The Inlandia Institute is a literary and cultural organization based in Riverside, California whose mission "is to recognize, support and expand literary activity in the Inland Empire, thereby deepening people’s awareness, understanding, and appreciation of this unique, complex and creatively vibrant area." Inlandia started as a joint project of the Riverside Public Library and Heyday Books in 2007 and was formally established as an independent non-profit organization in June 2009. 

Marion Mitchell-Wilson served as its Executive Director from its inception until 2012 when she stepped down due to health reasons.  Cati Porter, acclaimed Riverside poet and editor, became Executive Director of the Inlandia Institute after Mitchell-Wilson's departure.

History

The Inlandia Institute began as a result of the anthology Inlandia: A Literary Journey Through California's Inland Empire published by Heyday Books in 2006.  The positive response to the book - which provided the Inland Empire its first cohesive literary identity by bringing together in one literary endeavor a selection of the diverse communities that comprise the region - made it clear that there was a demand for more literary content from and about the Inland Empire. Shortly after the publication of the anthology, Malcolm Margolin, founder and owner of Heyday Books, began receiving numerous requests for more literary content produced by area residents.

[Entries drawn from a collection]
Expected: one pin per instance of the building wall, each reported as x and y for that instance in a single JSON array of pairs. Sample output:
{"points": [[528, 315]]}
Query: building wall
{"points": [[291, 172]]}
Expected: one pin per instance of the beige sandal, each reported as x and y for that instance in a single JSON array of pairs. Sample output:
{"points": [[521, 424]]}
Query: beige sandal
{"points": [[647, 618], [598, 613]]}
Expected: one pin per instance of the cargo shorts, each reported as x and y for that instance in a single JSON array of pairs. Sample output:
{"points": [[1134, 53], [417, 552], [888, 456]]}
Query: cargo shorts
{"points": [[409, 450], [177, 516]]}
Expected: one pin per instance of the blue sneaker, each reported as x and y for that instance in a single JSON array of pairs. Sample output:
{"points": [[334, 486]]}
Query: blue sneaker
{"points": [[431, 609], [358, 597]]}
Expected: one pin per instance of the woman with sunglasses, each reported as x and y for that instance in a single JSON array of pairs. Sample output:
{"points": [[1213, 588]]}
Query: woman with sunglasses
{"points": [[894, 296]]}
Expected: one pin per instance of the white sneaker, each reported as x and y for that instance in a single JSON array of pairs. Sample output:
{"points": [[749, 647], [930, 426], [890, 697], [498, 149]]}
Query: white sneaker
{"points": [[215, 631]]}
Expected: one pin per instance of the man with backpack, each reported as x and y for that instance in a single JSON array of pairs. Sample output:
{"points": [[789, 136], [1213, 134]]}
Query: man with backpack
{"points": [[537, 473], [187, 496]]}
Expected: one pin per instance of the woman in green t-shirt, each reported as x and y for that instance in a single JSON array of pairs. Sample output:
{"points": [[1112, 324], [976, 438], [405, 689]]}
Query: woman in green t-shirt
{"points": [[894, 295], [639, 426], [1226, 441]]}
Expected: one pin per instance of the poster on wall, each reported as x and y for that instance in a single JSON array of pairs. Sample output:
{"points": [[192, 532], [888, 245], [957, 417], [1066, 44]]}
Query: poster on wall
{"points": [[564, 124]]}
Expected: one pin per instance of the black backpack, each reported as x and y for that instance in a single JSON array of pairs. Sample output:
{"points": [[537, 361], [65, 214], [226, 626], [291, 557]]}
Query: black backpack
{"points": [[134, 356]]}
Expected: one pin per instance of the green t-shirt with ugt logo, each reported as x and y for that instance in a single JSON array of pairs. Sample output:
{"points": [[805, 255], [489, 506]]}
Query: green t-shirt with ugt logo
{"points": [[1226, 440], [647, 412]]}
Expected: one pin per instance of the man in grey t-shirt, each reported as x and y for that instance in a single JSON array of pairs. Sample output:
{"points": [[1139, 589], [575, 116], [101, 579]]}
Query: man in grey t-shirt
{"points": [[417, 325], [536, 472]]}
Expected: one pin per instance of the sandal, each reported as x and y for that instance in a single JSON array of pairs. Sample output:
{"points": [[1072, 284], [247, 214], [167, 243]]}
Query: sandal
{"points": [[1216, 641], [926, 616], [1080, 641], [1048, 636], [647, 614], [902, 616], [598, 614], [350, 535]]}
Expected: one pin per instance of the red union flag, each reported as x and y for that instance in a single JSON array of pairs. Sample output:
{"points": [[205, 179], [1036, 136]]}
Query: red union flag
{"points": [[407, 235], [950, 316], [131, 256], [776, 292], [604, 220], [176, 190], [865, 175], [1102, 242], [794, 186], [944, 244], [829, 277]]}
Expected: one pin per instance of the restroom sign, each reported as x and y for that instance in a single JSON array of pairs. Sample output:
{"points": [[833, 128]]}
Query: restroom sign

→ THE EXERCISE
In the Inlandia Institute text, when was the organization formally established as an independent non-profit?

→ WRITTEN ANSWER
June 2009.